▸ **STATED TASK**:
Show every line in the rows below that contains the word "shoe".

▸ **INPUT ROWS**:
★ ★ ★

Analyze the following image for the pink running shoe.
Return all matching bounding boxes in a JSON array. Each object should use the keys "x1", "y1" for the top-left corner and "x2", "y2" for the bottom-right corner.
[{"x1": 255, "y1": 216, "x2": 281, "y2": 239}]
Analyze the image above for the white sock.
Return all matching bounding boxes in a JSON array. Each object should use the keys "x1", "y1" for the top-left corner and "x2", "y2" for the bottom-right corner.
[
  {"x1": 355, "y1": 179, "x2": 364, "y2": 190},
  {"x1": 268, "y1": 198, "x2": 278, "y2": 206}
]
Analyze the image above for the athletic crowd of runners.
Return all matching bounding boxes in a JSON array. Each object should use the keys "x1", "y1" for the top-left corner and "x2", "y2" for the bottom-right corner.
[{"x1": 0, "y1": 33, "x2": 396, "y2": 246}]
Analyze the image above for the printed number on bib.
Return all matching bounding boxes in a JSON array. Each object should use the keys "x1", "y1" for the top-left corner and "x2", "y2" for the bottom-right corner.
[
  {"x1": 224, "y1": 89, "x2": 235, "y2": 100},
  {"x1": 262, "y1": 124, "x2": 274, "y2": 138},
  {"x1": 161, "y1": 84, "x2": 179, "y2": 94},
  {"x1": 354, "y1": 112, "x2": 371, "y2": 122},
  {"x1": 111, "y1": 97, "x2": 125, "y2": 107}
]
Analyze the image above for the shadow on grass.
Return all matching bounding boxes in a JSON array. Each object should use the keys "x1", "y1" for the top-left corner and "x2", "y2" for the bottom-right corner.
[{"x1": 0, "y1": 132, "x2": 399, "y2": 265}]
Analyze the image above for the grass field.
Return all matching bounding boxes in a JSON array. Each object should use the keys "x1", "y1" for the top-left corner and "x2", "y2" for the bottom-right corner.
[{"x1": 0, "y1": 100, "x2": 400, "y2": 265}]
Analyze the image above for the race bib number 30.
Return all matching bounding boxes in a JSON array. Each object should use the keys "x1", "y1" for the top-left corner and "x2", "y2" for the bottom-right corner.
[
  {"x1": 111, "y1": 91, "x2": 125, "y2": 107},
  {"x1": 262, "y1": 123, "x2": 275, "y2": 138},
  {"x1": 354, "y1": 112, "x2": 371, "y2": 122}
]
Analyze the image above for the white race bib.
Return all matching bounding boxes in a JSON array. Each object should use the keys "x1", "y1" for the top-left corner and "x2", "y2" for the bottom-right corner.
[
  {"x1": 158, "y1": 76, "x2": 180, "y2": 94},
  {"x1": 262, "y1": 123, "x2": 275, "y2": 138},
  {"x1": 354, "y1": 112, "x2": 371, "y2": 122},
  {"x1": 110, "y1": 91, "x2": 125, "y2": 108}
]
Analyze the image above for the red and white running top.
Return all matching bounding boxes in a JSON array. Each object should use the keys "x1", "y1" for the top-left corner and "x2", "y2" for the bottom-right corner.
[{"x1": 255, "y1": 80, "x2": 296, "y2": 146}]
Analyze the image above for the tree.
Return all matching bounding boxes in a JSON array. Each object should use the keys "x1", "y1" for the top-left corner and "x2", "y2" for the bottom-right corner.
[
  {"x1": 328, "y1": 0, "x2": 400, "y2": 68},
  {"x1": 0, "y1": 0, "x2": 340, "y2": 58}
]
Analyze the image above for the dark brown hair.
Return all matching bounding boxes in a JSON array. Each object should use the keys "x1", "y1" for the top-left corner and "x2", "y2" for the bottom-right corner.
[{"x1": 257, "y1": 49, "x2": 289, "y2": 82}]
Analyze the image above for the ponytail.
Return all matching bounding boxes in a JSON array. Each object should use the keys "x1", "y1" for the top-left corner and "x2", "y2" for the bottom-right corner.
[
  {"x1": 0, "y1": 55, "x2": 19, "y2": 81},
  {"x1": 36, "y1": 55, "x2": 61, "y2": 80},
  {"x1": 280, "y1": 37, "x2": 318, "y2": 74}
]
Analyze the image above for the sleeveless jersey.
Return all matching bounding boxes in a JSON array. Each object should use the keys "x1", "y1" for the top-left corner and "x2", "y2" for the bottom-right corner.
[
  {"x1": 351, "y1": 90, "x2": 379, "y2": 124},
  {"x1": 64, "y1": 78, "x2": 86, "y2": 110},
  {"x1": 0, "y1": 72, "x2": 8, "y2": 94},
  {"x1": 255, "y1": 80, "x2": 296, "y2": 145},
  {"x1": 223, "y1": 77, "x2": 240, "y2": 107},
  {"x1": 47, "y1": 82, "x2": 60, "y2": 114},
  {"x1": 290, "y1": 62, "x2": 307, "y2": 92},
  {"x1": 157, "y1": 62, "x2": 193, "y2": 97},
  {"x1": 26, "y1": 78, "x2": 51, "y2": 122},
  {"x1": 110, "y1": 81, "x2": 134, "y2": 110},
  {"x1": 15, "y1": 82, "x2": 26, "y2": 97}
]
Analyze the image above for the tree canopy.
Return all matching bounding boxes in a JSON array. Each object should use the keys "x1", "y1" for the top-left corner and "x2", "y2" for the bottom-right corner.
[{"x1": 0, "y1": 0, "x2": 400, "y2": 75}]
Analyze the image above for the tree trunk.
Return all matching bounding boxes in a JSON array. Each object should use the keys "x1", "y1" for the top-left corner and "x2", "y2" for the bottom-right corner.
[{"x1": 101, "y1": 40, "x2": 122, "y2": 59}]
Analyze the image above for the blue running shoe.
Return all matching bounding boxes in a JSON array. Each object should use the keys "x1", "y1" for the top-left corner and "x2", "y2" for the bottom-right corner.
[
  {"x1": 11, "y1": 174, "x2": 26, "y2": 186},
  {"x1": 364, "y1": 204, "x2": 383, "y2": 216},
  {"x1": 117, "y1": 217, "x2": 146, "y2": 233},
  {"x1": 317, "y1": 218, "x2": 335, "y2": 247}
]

★ ★ ★

▸ **ANSWER IN FULL**:
Analyze the following image for the pink running shoe.
Analyze the image above for the blue running shoe.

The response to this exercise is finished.